_WORK TO DO_
Rewrite the material starting at the line that contains "The service MUST place a point on the man's ear, one" and ending at the line that contains "x=301, y=49", changing "Query" to "Label" and leaving all else the same.

— start THE DATA —

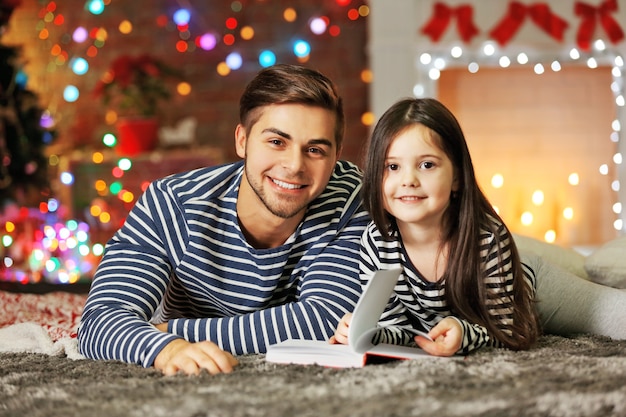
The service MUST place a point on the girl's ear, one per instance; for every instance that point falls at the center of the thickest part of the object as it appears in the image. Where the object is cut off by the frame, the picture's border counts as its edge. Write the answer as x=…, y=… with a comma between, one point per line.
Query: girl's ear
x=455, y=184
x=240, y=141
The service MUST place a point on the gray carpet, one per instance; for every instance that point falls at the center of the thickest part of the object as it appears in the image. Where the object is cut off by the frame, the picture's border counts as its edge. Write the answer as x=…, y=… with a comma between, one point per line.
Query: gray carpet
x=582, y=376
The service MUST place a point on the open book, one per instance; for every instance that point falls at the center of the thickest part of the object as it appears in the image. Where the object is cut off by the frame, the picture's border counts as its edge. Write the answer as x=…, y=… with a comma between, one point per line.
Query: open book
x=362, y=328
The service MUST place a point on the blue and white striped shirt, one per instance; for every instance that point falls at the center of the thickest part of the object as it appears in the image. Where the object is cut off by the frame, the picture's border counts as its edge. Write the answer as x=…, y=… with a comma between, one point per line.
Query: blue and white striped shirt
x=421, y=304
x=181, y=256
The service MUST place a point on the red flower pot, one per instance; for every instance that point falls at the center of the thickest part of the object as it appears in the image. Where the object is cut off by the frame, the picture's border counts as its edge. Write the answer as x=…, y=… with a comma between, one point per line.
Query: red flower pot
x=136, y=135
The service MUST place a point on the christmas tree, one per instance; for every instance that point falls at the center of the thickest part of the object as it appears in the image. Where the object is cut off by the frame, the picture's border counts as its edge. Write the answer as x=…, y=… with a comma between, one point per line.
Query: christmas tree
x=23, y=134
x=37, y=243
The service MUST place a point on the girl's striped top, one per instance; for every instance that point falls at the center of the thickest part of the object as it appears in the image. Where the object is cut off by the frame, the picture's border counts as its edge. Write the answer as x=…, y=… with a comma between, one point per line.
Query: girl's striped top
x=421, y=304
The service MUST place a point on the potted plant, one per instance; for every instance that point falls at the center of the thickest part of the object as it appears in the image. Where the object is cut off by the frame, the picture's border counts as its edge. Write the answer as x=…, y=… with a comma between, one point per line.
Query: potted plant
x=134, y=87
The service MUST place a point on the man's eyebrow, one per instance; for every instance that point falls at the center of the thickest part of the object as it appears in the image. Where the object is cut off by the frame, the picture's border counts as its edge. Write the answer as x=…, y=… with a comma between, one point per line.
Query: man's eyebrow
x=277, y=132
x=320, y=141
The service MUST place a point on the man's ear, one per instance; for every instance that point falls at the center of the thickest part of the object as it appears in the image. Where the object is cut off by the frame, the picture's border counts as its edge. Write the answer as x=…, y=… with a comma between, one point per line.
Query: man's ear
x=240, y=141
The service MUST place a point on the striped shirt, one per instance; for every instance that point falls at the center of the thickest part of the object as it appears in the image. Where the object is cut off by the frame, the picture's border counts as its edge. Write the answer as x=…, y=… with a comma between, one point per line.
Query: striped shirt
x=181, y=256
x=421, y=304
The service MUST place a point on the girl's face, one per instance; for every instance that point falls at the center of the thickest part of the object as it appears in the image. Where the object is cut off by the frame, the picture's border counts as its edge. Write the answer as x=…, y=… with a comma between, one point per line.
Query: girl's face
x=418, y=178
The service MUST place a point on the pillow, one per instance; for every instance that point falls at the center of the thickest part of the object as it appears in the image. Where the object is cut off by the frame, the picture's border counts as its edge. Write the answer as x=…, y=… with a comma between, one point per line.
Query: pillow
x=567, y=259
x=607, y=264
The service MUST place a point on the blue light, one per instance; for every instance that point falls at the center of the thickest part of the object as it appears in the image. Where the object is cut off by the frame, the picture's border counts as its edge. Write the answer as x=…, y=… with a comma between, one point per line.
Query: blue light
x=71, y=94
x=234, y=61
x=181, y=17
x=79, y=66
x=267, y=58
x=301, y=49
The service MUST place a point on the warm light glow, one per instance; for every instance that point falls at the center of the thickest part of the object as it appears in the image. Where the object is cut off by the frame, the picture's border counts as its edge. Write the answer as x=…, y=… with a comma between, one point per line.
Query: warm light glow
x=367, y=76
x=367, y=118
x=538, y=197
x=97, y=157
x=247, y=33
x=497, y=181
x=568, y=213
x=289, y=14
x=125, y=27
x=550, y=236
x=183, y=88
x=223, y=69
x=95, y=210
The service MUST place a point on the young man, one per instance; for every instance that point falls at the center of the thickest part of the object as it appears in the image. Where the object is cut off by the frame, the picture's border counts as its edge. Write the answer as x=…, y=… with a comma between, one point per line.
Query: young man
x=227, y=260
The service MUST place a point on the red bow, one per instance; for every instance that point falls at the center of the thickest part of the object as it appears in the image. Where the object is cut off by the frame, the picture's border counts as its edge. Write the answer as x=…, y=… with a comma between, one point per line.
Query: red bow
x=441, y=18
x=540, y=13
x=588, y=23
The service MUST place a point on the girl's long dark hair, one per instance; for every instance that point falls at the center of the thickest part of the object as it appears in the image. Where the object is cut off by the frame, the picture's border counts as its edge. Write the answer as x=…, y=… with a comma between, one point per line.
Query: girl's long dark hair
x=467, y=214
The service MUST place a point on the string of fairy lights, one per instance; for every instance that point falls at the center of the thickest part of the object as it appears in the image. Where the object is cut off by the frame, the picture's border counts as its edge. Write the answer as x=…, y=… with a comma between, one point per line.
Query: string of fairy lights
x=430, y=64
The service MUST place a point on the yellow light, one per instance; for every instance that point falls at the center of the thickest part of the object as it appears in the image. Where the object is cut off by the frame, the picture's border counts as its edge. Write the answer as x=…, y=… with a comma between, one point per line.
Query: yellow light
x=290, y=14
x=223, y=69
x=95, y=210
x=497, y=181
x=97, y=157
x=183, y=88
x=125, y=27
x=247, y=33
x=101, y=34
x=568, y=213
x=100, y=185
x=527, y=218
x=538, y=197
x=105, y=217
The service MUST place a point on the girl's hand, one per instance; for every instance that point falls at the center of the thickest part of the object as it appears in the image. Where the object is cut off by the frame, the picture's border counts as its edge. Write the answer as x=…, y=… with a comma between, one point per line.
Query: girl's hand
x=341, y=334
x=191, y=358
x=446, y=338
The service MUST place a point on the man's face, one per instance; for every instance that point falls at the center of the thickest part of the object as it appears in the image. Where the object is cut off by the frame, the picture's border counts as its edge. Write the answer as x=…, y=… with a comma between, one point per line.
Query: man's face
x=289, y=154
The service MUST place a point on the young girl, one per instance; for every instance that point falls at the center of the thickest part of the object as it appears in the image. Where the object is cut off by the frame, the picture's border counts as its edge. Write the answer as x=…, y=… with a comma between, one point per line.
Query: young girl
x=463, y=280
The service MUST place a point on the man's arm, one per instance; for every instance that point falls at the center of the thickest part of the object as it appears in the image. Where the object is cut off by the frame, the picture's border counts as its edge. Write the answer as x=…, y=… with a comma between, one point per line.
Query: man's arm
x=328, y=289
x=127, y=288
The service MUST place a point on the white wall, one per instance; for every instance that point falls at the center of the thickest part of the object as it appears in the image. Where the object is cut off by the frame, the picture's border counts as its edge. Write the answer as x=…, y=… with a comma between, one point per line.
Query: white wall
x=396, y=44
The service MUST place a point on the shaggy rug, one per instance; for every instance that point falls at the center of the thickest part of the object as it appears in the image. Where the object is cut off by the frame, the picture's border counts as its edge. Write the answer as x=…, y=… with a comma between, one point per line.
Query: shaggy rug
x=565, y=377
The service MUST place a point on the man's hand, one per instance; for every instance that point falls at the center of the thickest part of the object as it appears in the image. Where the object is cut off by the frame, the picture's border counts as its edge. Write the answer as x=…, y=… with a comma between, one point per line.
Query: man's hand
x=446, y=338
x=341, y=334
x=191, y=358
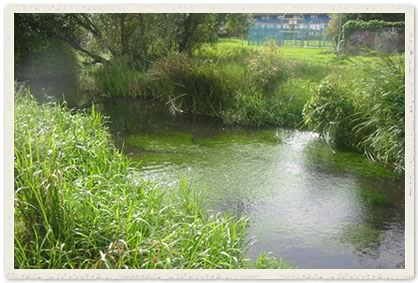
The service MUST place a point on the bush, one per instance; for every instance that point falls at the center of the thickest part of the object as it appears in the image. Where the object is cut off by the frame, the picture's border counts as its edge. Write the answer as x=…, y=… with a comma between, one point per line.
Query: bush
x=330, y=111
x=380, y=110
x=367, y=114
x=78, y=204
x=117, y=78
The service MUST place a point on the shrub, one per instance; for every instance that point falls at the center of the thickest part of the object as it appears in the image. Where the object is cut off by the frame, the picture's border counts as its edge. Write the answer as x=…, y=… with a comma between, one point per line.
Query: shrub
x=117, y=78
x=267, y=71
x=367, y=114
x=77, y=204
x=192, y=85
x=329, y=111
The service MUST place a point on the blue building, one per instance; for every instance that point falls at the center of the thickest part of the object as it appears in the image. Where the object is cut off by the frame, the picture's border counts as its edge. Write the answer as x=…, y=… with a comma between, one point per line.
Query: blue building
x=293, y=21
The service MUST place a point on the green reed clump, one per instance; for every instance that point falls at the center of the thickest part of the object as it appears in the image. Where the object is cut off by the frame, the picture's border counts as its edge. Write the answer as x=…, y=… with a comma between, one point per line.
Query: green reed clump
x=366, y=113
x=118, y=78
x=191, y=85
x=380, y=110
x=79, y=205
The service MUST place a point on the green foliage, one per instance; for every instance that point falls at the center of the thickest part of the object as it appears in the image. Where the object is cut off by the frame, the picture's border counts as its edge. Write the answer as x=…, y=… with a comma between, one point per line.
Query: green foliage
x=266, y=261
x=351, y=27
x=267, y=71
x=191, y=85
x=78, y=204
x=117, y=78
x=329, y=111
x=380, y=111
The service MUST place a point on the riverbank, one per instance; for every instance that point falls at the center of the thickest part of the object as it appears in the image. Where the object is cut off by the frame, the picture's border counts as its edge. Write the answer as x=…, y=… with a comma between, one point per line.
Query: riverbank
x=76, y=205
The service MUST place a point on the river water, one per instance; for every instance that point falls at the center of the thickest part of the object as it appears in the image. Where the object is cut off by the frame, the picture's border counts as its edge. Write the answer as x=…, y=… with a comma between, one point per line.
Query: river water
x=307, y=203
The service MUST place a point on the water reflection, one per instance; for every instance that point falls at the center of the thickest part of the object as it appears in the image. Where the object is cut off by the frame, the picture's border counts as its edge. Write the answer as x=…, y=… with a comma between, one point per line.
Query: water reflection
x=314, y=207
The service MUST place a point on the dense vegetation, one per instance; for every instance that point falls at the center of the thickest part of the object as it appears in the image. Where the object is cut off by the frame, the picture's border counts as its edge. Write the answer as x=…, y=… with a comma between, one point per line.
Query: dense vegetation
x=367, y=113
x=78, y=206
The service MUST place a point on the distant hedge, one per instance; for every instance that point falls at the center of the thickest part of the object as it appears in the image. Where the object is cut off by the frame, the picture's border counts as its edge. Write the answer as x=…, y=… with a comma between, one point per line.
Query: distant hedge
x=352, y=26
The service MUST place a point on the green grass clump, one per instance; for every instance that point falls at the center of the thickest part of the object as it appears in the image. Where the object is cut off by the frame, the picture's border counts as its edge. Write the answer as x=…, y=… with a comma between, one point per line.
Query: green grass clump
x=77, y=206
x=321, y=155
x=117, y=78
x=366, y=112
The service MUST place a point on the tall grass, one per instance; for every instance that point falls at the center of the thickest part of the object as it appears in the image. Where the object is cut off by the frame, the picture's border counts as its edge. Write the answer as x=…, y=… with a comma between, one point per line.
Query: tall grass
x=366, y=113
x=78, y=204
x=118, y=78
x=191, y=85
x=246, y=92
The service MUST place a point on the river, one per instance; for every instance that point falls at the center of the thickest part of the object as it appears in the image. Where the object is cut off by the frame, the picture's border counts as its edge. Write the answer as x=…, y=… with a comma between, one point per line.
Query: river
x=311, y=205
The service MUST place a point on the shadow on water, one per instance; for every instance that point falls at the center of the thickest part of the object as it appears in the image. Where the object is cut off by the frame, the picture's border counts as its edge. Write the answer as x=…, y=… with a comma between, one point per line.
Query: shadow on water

— end THE DATA —

_OUTPUT OF THE EXERCISE_
The service MUST place a point on the man's ear, one per instance; for every instance that point falls at the center of the thickest part of the object as it appears in the image. Where the object is cut off by the frame, the picture's border counts as its edge. Write the answer as x=…, y=… with a comma between, one point per line.
Label: man's ear
x=240, y=141
The service MUST place a point on the striped shirt, one per instance; for every instance that point falls at the center of the thickest part of the object as it appears in the image. Where the object is cut off by the frame, the picture's border counts as its edge. Write the answer as x=…, y=… with a comma between, one point per line.
Label: striped shirt
x=181, y=256
x=421, y=304
The service MUST place a point on the girl's face, one per instance; for every instance that point falls at the center of the thickest part of the object as it appears in the image. Where the object is cut off by the frame, the picture's border counts as its edge. Write the answer as x=…, y=… with a comma between, one point per line.
Label: girl's face
x=418, y=178
The service MUST place a point on the pillow, one per instance; for every instance that point falls at the center of the thickest part of the object as it appears in the image. Where the object is cut off by the frame, the picture's border counts as its edge. Write the answer as x=…, y=… with a comma between, one point per line.
Label: pillow
x=567, y=259
x=607, y=264
The service MUST place a point on the blue light, one per instance; for every instance that point falls at the center of the thickest part of the object as it appears in the image. Where the object is cut off by the frame, the picture's border counts as its edge. Write the answer as x=…, y=… with a comma between, one point per line.
Label: blue light
x=71, y=94
x=234, y=61
x=181, y=17
x=79, y=66
x=267, y=58
x=301, y=49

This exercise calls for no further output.